— BEGIN Provided information —
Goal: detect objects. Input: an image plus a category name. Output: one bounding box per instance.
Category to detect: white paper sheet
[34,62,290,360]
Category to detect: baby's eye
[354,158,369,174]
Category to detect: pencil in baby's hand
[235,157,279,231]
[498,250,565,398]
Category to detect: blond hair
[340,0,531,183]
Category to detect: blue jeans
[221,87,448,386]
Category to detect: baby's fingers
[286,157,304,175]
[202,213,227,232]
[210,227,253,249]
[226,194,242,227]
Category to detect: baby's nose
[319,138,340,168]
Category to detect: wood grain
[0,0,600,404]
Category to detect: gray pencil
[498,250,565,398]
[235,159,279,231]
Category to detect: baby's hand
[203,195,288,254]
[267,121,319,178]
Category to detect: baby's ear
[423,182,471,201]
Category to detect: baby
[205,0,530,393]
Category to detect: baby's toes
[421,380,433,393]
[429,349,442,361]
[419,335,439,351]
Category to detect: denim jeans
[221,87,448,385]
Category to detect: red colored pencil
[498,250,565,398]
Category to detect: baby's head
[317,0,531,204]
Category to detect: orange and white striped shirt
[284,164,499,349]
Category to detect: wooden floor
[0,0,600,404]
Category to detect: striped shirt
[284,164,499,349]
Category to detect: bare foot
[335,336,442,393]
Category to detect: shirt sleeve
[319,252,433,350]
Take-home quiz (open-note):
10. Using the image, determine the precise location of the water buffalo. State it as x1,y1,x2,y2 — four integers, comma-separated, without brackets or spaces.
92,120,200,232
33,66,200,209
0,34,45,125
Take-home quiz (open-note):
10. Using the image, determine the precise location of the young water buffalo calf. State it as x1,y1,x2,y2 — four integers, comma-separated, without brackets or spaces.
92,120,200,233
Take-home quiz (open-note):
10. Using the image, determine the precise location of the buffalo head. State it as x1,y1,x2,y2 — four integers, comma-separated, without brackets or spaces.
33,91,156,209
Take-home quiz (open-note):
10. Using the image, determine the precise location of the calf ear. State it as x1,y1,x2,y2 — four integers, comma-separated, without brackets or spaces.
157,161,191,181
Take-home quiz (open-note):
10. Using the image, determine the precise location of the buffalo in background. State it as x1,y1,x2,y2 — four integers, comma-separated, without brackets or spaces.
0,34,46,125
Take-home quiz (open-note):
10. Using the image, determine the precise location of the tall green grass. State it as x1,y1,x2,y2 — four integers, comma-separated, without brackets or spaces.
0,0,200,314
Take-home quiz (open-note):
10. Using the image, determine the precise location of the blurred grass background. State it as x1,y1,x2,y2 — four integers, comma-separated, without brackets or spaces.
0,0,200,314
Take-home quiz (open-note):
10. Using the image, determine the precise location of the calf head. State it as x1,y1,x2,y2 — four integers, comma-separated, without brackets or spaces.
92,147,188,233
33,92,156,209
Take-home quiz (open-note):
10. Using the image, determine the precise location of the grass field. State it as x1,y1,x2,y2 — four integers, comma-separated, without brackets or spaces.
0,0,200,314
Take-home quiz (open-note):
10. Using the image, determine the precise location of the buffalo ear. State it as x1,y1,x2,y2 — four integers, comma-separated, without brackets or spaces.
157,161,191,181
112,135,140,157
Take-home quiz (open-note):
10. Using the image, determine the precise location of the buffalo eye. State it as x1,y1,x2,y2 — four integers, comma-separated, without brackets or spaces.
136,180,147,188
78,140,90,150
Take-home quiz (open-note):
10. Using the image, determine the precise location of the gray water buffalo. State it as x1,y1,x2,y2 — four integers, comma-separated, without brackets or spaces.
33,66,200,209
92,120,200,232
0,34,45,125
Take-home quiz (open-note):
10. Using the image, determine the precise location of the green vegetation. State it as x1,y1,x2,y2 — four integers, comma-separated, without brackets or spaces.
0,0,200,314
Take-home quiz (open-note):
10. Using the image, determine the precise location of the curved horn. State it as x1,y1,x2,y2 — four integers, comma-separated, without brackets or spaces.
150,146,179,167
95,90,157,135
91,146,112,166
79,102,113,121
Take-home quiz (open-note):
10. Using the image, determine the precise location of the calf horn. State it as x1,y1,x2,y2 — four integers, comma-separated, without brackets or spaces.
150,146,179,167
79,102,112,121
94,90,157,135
— END Provided information —
◆ **Description of the task**:
Extract every line of the records above that contains the string "white", matching case exactly.

◆ **Solution for this exercise**:
Category to detect: white paper sheet
Category to detect: orange and white striped shirt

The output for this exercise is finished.